EXERCISE INSTRUCTIONS — Copy the material word for word, starting at the line that contains "For the benchmark, mark every instance of the white" and ending at the end of the material. Copy nothing else.
☆ ☆ ☆ ☆ ☆ ☆ ☆
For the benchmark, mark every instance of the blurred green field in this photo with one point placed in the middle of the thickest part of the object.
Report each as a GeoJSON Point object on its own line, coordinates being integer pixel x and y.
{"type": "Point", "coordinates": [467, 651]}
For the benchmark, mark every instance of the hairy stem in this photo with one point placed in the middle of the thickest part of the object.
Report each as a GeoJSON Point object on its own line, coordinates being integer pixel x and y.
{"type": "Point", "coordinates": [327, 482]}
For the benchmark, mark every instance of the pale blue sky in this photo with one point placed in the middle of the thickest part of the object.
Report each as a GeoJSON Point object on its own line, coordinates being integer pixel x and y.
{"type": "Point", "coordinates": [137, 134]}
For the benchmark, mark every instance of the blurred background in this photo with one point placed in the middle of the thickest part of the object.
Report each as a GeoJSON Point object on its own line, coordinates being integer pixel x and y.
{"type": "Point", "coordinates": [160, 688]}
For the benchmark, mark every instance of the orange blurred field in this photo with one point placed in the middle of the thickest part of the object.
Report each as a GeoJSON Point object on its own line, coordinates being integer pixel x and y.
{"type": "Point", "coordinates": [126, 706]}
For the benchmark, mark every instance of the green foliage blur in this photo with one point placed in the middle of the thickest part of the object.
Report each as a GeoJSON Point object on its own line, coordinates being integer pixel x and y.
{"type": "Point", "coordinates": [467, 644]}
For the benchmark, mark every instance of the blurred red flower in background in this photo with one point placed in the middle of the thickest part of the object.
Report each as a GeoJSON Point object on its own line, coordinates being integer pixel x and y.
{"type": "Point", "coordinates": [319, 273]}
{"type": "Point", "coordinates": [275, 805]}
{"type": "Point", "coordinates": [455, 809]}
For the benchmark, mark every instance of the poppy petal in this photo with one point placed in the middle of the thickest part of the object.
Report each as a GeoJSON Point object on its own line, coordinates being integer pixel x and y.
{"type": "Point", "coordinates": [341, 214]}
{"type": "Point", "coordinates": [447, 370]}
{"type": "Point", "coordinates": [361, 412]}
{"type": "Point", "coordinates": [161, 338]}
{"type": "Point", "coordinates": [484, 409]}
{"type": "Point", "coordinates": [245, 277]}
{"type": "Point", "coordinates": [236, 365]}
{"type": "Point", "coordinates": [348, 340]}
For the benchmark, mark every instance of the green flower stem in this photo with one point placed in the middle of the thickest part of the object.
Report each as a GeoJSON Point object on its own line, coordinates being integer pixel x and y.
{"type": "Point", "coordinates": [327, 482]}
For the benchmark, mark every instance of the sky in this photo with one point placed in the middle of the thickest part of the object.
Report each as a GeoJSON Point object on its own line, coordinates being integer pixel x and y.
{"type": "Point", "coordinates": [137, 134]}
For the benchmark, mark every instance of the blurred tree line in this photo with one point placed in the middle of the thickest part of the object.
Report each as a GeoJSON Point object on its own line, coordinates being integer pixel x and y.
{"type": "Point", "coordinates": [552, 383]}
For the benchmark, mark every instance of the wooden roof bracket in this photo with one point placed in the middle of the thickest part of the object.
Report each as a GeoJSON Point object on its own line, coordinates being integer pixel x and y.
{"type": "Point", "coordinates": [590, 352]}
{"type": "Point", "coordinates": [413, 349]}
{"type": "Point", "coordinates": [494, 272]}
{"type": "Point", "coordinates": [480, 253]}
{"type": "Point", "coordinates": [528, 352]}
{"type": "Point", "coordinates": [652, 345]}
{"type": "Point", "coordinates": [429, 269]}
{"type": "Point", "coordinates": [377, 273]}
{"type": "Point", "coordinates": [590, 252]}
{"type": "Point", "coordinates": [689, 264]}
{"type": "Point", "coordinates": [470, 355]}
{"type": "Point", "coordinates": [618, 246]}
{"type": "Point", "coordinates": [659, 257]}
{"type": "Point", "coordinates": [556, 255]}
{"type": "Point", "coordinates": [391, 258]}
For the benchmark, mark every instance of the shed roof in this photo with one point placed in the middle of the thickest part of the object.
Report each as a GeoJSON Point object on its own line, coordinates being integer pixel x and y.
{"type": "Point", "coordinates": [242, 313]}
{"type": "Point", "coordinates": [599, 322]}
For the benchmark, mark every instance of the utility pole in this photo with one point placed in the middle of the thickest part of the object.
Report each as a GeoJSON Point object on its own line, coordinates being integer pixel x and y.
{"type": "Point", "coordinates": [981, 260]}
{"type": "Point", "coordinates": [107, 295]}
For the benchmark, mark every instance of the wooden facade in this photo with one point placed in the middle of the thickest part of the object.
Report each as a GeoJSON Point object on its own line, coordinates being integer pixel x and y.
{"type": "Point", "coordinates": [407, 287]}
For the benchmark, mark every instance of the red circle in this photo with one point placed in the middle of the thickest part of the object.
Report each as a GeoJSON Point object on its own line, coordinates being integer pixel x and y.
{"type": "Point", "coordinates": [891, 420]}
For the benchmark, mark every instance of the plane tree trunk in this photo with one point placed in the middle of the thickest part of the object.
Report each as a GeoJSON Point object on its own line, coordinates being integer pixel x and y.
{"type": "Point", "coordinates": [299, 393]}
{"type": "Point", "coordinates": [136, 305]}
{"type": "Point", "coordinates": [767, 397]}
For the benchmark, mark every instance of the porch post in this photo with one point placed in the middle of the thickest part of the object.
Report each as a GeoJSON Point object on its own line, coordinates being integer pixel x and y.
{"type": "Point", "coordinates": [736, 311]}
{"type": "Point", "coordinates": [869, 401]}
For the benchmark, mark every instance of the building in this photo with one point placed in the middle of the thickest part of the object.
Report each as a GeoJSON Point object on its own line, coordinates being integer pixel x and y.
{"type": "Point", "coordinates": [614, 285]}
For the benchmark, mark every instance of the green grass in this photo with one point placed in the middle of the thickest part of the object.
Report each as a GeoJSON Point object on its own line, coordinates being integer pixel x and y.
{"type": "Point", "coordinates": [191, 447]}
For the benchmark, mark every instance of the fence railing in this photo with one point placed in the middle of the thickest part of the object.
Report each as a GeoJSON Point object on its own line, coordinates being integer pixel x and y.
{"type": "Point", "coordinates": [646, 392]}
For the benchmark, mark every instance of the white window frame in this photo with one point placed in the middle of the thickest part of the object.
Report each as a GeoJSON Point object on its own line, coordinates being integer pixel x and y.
☆ ☆ ☆ ☆ ☆ ☆ ☆
TASK OUTPUT —
For the benchmark, mark every instance of the white window frame in this photo with one point placed in the middle of the thickest part of the object.
Report each as a GeoJSON Point object on its own line, coordinates being integer pixel x and y.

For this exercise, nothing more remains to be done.